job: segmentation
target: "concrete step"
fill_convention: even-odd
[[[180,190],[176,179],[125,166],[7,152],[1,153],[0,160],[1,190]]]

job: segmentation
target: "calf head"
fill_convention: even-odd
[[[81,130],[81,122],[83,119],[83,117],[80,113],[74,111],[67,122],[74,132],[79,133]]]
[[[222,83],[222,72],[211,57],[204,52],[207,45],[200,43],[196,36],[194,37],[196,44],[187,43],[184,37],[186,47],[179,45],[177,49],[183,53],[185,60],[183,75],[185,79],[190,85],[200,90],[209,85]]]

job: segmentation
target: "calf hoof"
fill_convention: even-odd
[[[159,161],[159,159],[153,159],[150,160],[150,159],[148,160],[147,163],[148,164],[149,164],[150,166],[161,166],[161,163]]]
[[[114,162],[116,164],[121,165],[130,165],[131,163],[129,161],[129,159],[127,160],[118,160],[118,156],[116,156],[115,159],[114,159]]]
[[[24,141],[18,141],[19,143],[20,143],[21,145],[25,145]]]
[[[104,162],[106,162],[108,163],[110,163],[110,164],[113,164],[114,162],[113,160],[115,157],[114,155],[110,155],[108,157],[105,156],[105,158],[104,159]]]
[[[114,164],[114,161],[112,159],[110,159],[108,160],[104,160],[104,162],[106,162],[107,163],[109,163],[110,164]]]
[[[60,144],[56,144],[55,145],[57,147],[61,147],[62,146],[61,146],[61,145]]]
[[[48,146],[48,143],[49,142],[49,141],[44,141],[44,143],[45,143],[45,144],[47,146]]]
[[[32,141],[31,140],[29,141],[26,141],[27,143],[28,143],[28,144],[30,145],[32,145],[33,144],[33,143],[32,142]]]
───
● **TASK**: Rewrite all of the items above, substituting "nonzero" for each occurrence of "even-odd" and leaving every other character unchanged.

● **RESPONSE TO THE EXERCISE**:
job: segmentation
target: "concrete step"
fill_convention: nonzero
[[[180,190],[176,179],[125,166],[7,152],[1,153],[0,160],[1,190]]]

job: segmentation
target: "calf head"
fill_convention: nonzero
[[[81,130],[81,122],[83,119],[83,117],[80,113],[74,111],[67,122],[74,132],[79,133]]]
[[[222,83],[222,72],[211,57],[204,52],[207,45],[200,43],[196,36],[194,37],[196,44],[187,43],[184,37],[186,47],[179,45],[177,49],[183,53],[185,60],[183,75],[185,79],[190,85],[200,90],[209,85]]]

job: segmentation
target: "calf hoof"
fill_convention: nonzero
[[[159,161],[159,159],[153,159],[150,160],[150,159],[148,160],[147,163],[148,164],[149,164],[150,166],[161,166],[161,163]]]
[[[114,162],[116,164],[121,165],[130,165],[131,163],[129,161],[129,159],[127,160],[118,160],[118,156],[116,156],[115,159],[114,159]]]
[[[24,141],[18,141],[19,143],[20,143],[21,145],[25,145]]]
[[[104,162],[106,162],[108,163],[110,163],[110,164],[113,164],[114,162],[113,160],[115,157],[114,155],[110,155],[108,157],[105,156],[105,158],[104,159]]]
[[[114,164],[114,161],[112,159],[110,159],[108,160],[104,160],[104,162],[106,162],[107,163],[109,163],[110,164]]]
[[[60,144],[56,144],[55,145],[57,147],[61,147],[62,146],[61,146],[61,145]]]
[[[48,146],[48,143],[49,142],[49,141],[44,141],[44,143],[45,143],[45,144],[47,146]]]
[[[32,141],[31,140],[29,141],[26,141],[27,143],[28,143],[28,144],[30,145],[32,145],[33,144],[33,143],[32,142]]]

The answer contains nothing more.